(Work request)
Provide a character-exact reproduction of the lines from the line with "Would you be able to indicate the blue" to the end of the entries.

Stored data entries
--- START ---

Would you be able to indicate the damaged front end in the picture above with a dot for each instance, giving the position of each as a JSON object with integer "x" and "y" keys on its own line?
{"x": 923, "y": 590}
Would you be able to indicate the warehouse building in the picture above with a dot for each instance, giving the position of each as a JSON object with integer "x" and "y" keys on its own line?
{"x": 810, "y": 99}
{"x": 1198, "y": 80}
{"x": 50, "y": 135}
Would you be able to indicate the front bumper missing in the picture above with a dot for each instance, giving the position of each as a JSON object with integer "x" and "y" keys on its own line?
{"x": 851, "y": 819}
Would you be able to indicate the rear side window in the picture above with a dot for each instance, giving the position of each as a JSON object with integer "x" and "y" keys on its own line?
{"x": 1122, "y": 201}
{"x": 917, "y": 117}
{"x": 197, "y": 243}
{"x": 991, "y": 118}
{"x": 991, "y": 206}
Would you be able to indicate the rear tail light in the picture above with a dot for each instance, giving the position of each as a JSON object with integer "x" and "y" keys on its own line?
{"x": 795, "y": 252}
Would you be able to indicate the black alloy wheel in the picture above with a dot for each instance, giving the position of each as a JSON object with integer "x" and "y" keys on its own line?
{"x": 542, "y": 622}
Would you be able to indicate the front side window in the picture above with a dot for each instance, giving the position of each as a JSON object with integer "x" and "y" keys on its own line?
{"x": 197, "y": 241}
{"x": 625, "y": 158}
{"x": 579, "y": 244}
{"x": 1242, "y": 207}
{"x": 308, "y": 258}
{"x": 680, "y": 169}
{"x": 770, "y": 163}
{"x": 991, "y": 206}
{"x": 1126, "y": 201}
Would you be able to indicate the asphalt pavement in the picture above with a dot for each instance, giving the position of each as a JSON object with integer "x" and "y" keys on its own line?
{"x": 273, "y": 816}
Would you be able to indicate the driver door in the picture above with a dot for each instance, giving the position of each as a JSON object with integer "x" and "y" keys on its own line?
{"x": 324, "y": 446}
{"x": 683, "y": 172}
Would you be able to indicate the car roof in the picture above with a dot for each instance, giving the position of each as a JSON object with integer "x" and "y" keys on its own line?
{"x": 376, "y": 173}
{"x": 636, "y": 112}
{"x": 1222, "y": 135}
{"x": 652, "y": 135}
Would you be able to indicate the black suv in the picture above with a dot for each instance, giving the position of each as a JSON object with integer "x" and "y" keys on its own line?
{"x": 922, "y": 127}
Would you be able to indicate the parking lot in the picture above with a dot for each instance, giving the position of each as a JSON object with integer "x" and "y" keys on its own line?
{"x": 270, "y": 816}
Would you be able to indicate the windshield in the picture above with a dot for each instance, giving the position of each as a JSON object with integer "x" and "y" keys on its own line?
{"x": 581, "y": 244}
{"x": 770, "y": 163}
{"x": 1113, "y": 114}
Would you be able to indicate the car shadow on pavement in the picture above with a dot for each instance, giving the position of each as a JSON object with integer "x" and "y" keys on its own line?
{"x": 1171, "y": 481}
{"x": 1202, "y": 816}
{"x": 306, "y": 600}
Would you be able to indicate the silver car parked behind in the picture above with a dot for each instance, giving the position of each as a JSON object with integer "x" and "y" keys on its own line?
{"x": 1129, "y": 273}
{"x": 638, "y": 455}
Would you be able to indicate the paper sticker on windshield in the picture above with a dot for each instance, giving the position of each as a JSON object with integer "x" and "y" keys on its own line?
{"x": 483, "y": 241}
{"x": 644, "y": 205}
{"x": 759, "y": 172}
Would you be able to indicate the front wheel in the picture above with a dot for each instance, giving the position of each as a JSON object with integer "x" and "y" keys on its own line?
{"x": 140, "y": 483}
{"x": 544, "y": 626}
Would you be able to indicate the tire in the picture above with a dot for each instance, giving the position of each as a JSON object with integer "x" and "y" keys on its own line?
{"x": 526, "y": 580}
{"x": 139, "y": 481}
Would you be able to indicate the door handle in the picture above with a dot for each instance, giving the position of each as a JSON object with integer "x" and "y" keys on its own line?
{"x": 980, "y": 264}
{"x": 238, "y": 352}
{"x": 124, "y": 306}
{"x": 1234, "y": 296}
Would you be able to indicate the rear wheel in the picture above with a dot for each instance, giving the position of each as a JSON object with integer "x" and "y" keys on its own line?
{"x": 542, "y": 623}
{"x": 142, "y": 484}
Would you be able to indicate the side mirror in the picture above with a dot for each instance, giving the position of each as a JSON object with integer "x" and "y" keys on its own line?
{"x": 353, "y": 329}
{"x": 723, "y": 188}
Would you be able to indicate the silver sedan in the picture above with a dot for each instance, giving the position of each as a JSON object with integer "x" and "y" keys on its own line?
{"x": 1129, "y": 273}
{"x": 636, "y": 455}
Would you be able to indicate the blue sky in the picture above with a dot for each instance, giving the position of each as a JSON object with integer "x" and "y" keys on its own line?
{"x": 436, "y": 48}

--- END ---

(Output below)
Would you be able to indicate the blue sky in the picture above with a dot for each instance, giving the position of each as a JSON object with integer "x" and "y" keys on its own line?
{"x": 436, "y": 48}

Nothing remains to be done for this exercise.